#### [Document section]
---*---

### Insert attribute change
The following attribute behavior can be combined freely
1. Types of Drift (Lu et al. 2019)
    1. "*Sudden drift*: A new concept occurs within a short time"
    2. "*Gradual drift*: A new concept replaces on old one over a period of time"
    3. "*Incremental drift*: An old concept incrementally changes to a new concept over a period of time".
    4. "*Reoccurring Concepts*: An old concept may reoccur after some time"
2. Attribute data type (Optional: add Ordinal)
    1. Categorical (nominal)
    2. Continuous
3. Attribute level
    1. Trace
    2. Event
4. Noise level
    1. None (0%)
    2. Low (10%)
    3. Medium (25%)
    4. Strong (50%)
5. Concept change
    1. Missing data
    2. Completely new distribution
    3. For categorical data: Oversampling of one class
    4. For categorical data: Undersampling of one class
    5. For continuous data: Increase of mean
    6. For continuous data: Decrease of mean
6. Data Stationarity
    1. Strong decrease
    2. Weak decrease
    3. Stationary
    4. Weak increase
    5. Strong increase
7. Location of Attribute Change
    1. Normally distributed before changepoint

In [1]:
import os
import json
import helper
from concept_drift import generate_attributes
import numpy as np

In [2]:
# select a dataset to augment
datasets = helper.get_datasets_by_criteria(is_synthetic=True, size=2500)

---*---

#### [Listing]
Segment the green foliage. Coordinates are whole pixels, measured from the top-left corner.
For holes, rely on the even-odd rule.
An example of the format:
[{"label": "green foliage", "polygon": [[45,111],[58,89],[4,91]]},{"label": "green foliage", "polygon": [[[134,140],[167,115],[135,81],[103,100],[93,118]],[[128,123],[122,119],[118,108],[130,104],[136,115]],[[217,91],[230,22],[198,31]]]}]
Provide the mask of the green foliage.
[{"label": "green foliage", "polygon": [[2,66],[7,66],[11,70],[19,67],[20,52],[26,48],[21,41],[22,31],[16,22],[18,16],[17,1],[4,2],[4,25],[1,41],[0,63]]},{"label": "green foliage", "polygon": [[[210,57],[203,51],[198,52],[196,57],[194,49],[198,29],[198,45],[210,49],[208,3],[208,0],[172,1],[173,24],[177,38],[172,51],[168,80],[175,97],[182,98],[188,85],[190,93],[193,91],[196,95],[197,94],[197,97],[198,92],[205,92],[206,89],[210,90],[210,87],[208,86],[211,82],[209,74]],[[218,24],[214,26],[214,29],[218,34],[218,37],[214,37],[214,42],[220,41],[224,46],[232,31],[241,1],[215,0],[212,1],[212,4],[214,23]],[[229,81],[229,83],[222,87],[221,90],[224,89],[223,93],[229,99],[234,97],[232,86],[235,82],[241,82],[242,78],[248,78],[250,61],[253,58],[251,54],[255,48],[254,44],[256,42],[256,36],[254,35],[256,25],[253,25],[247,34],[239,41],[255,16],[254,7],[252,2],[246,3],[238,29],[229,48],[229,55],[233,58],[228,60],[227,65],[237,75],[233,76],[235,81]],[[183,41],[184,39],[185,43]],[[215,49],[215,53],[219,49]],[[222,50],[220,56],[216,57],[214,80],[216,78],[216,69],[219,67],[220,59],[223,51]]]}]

---*---

#### [Your tasks]
**a.** Copy out verbatim the listing's lines, starting at its first line and ending at the line containing "An example of", with both of those lines included.
**b.** Continue the attribute-change notebook from the point where it stops.
The listing bears no relation to the notebook on inserting attribute changes.

#### [Responses in order]
**a.**
Segment the green foliage. Coordinates are whole pixels, measured from the top-left corner.
For holes, rely on the even-odd rule.
An example of the format:

**b.**
dataset = next(iter(datasets))
dataset_info = datasets[dataset]

In [3]:
# read the event log
opyenxes_log = helper.opyenxes_read_xes(dataset_info['file_path'])

In [4]:
ag = generate_attributes.AttributeGenerator(opyenxes_log, dataset_info['changepoints'])

In [5]:
relevant_attribute_count = 3
for attribute_index in range(relevant_attribute_count):
    attribute_name = f'relevant_attribute_{attribute_index + 1}'
    # changepoint to explain
    explain_changepoint = dataset_info['changepoints'][attribute_index]
    explainable_changepoints = ag.generate_categorical_attribute(attribute_name, 
                                                                 explain_change_points=[dataset_info['changepoints'][attribute_index]],
                                                                noise_level=0.1)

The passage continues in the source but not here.